----- ENTRIES SUPPLIED -----
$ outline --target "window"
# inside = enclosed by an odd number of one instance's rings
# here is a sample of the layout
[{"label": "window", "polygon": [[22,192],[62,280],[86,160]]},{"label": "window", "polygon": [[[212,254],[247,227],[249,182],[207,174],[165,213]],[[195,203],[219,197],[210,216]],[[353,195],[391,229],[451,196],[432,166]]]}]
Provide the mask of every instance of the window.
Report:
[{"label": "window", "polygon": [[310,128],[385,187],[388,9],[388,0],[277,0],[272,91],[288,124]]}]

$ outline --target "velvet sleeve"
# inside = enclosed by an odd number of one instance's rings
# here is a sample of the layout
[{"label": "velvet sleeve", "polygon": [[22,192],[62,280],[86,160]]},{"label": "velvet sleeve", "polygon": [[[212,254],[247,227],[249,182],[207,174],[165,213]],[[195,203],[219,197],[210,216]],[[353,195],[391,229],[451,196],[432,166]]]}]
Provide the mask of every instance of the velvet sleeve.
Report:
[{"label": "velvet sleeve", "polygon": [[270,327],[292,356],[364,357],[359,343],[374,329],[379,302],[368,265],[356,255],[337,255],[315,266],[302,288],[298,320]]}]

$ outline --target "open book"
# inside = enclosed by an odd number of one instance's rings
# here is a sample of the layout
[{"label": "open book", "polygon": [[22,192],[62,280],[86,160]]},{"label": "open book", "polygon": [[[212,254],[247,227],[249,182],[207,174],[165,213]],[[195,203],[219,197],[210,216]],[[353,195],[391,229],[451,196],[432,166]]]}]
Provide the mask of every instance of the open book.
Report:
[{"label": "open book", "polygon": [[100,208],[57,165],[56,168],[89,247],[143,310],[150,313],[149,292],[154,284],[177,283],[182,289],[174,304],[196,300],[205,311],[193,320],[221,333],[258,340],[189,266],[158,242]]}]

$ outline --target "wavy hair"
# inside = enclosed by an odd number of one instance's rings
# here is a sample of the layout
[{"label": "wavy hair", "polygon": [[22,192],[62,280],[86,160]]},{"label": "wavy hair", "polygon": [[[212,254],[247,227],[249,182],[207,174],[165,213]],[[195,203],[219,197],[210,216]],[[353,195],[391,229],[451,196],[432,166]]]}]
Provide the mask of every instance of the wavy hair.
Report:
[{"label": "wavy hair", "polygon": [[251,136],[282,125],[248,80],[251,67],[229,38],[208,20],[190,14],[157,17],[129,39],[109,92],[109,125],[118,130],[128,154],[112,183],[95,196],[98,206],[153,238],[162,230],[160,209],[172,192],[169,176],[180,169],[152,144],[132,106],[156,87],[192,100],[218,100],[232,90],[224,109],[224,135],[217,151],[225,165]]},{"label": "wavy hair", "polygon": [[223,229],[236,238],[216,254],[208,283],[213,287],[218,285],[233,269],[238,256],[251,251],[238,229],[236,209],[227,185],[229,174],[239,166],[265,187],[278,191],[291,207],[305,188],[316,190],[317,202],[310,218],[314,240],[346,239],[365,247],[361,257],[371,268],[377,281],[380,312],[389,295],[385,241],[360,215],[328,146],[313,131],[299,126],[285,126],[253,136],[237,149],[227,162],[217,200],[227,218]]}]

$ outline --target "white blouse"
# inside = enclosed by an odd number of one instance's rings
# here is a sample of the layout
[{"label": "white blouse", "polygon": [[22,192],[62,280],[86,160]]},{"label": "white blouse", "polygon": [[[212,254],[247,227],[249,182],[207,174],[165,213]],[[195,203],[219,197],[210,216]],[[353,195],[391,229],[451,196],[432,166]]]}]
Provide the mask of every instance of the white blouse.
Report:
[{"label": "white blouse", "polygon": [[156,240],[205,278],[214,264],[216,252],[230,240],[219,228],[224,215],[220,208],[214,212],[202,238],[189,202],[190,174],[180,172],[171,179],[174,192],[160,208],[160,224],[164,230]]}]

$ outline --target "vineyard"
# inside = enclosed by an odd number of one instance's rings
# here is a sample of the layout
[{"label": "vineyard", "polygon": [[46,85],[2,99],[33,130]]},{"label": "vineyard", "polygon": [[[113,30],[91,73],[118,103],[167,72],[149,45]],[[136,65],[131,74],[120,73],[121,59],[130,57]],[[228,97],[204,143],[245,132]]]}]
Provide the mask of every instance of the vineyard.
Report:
-----
**WHAT IS EXPECTED**
Extract the data in full. Keep it word for word.

**SOLUTION FOR THIS PROBLEM**
$ outline --target "window"
# inside = enclosed by an odd number of one instance's rings
# here is a sample of the layout
[{"label": "window", "polygon": [[22,192],[62,280],[86,160]]},{"label": "window", "polygon": [[[212,254],[247,227],[249,182],[207,174],[165,213]],[[195,203],[219,197],[210,216]],[[353,195],[391,229],[451,196],[432,166]]]}]
Provide the mask of every instance of the window.
Report:
[{"label": "window", "polygon": [[310,128],[385,187],[388,9],[388,0],[277,0],[272,91],[288,124]]}]

$ outline --target "velvet sleeve"
# inside = enclosed by an odd number of one instance's rings
# here is a sample of the layout
[{"label": "velvet sleeve", "polygon": [[22,192],[62,280],[86,160]]},{"label": "velvet sleeve", "polygon": [[[212,254],[247,227],[249,182],[207,174],[165,213]],[[195,203],[219,197],[210,216]],[[353,195],[391,229],[451,196],[432,166]]]}]
Provide the mask of every instance of the velvet sleeve.
Report:
[{"label": "velvet sleeve", "polygon": [[270,327],[292,356],[364,357],[359,343],[374,329],[379,302],[368,265],[356,255],[337,255],[315,266],[302,288],[298,320]]}]

$ outline --target "open book"
# inside = enclosed by an odd number of one instance's rings
# here is a sample of the layout
[{"label": "open book", "polygon": [[22,192],[62,280],[86,160]]},{"label": "open book", "polygon": [[[212,254],[247,227],[249,182],[207,174],[165,213]],[[195,203],[219,197],[210,216]],[[353,195],[391,229],[451,196],[432,166]]]}]
Provide the mask of every instance of the open book.
Report:
[{"label": "open book", "polygon": [[100,208],[57,165],[56,168],[89,247],[143,310],[150,313],[149,292],[154,284],[177,283],[182,289],[174,304],[196,300],[205,311],[193,320],[221,333],[258,340],[189,266],[158,242]]}]

$ outline --target "wavy hair"
# inside = enclosed by an odd number of one instance's rings
# here is a sample of the layout
[{"label": "wavy hair", "polygon": [[22,192],[62,280],[86,160]]},{"label": "wavy hair", "polygon": [[[212,254],[247,227],[249,182],[207,174],[165,213]],[[195,203],[219,197],[210,216]],[[353,195],[391,229],[451,196],[432,166]]]}]
Provide the mask of every instance of the wavy hair.
Report:
[{"label": "wavy hair", "polygon": [[251,136],[282,125],[248,80],[251,67],[229,38],[208,20],[190,14],[157,17],[129,39],[109,92],[109,125],[118,130],[128,154],[112,183],[95,196],[98,206],[153,238],[162,230],[160,209],[172,192],[169,176],[180,169],[152,144],[132,106],[156,87],[192,100],[218,100],[232,90],[224,109],[224,135],[217,151],[225,165]]},{"label": "wavy hair", "polygon": [[223,229],[236,238],[216,254],[208,283],[213,287],[218,285],[233,269],[238,256],[251,251],[238,229],[236,209],[227,185],[229,174],[239,166],[265,187],[278,191],[291,207],[305,188],[316,190],[317,202],[310,218],[314,240],[346,239],[365,247],[361,257],[371,268],[377,281],[380,312],[389,295],[385,241],[360,215],[328,146],[313,131],[299,126],[285,126],[253,136],[237,149],[227,162],[217,200],[227,218]]}]

$ outline --target "white blouse"
# inside = enclosed by an odd number of one instance's rings
# here is a sample of the layout
[{"label": "white blouse", "polygon": [[22,192],[62,280],[86,160]]},{"label": "white blouse", "polygon": [[[212,254],[247,227],[249,182],[207,174],[165,213]],[[195,203],[219,197],[210,216]],[[353,195],[391,229],[451,196],[432,166]]]}]
Provide the mask of every instance of the white blouse.
Report:
[{"label": "white blouse", "polygon": [[156,240],[205,278],[214,264],[216,252],[230,240],[219,228],[224,215],[220,208],[214,212],[202,238],[189,202],[190,174],[180,172],[171,179],[174,192],[160,208],[160,224],[164,230]]}]

$ outline --target "vineyard"
# inside = enclosed by an odd number of one instance's rings
# here is a sample of the layout
[{"label": "vineyard", "polygon": [[46,85],[2,99],[33,130]]},{"label": "vineyard", "polygon": [[[113,30],[91,73],[118,103],[167,72],[149,45]],[[136,65],[131,74],[120,73],[121,59],[130,57]],[[228,97],[204,143],[245,132]]]}]
Provide the mask of every instance of the vineyard.
Report:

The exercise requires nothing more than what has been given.